* To be done
Locate every line in the items below that contains the word "towel", and copy each of those lines out in full.
##### Data in this exercise
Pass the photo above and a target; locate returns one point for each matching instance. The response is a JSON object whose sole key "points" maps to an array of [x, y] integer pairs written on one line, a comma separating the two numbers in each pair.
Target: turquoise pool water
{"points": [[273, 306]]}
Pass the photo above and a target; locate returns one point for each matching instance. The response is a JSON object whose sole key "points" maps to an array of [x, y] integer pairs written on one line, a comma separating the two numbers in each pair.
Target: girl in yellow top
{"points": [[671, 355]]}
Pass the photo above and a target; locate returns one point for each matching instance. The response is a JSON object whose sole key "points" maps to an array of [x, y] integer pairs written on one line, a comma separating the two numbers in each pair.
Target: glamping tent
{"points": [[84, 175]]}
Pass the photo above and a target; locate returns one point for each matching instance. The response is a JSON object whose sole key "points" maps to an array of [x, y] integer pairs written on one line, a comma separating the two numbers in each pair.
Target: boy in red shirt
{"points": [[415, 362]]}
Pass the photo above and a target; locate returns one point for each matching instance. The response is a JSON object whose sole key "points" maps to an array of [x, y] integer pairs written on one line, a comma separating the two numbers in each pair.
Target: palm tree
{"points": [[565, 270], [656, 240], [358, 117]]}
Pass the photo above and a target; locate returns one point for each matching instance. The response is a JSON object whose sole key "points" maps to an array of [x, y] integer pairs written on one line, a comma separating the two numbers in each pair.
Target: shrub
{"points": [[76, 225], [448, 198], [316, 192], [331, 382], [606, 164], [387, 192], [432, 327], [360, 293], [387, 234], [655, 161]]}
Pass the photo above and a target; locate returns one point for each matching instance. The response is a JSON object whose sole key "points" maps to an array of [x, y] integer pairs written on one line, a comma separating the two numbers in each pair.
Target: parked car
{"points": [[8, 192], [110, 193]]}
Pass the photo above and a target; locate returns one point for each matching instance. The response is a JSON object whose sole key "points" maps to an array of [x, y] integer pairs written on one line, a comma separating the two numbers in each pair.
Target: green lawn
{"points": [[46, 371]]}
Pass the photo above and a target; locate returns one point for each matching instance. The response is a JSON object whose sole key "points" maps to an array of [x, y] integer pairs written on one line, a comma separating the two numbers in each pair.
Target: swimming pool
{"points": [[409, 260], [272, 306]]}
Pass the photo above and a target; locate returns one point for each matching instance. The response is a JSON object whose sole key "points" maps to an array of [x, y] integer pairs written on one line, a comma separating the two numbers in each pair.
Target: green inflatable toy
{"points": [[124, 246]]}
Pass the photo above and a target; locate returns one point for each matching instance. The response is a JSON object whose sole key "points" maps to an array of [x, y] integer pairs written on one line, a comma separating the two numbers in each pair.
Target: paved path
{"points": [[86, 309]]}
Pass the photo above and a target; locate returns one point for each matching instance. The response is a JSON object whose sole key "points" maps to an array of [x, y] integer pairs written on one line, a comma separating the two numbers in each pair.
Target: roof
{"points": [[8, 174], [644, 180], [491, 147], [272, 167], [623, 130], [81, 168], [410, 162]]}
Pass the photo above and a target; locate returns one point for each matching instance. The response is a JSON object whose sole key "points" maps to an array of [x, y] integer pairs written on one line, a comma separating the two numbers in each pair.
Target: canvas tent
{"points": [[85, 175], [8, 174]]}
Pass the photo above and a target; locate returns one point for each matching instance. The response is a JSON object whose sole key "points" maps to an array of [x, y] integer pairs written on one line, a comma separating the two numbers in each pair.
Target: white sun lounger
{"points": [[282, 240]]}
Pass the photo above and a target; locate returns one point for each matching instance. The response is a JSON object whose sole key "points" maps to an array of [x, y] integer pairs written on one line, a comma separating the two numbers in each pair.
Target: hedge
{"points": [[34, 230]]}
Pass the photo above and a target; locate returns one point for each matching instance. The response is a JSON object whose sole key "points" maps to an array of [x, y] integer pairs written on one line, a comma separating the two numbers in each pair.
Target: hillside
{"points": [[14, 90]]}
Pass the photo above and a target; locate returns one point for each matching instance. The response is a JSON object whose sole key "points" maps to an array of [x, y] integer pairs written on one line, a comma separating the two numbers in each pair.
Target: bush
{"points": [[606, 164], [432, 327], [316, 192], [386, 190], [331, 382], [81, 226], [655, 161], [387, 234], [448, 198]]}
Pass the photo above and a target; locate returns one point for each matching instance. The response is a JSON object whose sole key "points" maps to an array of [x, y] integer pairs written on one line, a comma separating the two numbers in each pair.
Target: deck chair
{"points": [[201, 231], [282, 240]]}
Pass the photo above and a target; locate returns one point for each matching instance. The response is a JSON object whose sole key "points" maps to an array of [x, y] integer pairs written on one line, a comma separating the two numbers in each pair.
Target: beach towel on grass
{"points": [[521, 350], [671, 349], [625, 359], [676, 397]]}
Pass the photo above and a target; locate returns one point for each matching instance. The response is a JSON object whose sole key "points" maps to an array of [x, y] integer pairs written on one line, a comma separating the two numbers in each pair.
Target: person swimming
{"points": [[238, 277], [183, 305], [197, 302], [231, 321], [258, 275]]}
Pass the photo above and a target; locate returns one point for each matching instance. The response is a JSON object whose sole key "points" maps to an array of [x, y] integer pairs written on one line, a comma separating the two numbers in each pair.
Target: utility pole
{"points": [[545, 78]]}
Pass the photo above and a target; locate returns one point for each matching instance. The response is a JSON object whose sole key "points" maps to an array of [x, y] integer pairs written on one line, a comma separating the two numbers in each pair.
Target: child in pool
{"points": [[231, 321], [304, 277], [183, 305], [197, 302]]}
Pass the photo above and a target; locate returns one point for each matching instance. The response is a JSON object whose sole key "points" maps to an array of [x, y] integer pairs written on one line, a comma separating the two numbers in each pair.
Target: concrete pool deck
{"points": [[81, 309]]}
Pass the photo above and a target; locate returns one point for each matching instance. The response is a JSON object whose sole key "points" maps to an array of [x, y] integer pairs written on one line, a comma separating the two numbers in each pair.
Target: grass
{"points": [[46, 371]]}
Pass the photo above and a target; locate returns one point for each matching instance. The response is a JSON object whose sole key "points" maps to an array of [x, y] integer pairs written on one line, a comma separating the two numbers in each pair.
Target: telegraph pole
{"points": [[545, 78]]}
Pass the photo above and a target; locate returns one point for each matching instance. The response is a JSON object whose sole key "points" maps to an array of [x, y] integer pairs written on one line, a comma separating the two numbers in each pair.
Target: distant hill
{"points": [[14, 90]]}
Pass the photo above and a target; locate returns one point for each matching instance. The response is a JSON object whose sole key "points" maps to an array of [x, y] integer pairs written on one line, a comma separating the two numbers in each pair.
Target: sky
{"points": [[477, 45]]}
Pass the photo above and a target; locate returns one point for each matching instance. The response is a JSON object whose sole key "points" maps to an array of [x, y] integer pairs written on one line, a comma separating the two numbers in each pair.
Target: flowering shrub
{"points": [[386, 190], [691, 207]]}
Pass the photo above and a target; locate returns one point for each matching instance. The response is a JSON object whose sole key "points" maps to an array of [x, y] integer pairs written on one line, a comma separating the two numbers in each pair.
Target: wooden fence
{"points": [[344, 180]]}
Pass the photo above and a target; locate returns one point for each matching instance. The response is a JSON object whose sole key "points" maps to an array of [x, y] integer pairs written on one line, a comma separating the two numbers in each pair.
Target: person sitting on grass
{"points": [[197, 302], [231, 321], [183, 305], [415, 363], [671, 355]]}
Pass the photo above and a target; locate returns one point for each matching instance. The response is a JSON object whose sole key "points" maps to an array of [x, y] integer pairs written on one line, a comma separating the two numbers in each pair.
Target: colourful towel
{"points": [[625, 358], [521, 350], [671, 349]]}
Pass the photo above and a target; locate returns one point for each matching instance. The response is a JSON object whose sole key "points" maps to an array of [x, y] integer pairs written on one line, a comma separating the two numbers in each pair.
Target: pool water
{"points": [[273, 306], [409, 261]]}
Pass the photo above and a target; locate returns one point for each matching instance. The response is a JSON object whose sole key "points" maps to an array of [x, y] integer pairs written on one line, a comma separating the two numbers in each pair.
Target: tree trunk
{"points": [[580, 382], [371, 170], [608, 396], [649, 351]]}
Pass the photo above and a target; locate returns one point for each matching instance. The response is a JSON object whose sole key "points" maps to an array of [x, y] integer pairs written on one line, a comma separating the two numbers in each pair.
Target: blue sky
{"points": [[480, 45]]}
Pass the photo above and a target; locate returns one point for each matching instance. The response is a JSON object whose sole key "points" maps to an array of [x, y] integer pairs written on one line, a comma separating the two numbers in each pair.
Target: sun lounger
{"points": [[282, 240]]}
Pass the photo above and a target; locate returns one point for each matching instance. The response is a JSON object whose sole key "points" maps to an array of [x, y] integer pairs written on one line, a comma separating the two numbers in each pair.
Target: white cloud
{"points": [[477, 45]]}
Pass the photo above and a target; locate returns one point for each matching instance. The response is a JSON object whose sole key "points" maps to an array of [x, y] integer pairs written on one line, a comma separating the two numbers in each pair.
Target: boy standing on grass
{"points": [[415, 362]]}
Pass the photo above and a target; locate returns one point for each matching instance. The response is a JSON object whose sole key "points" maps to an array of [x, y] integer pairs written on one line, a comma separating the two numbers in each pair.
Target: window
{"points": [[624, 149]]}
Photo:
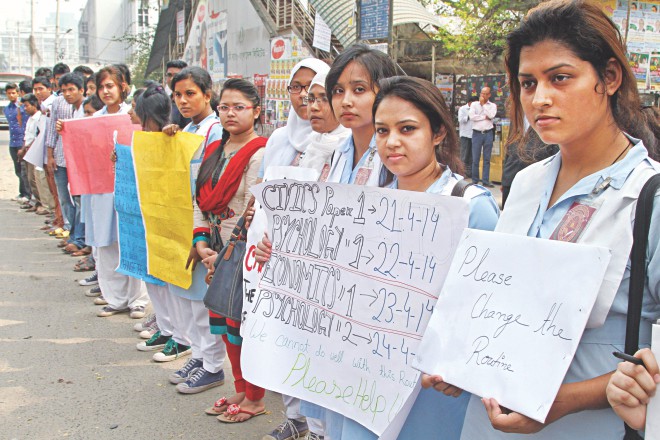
##########
* Worked answer
Target: beach towel on grass
Target: colourful towel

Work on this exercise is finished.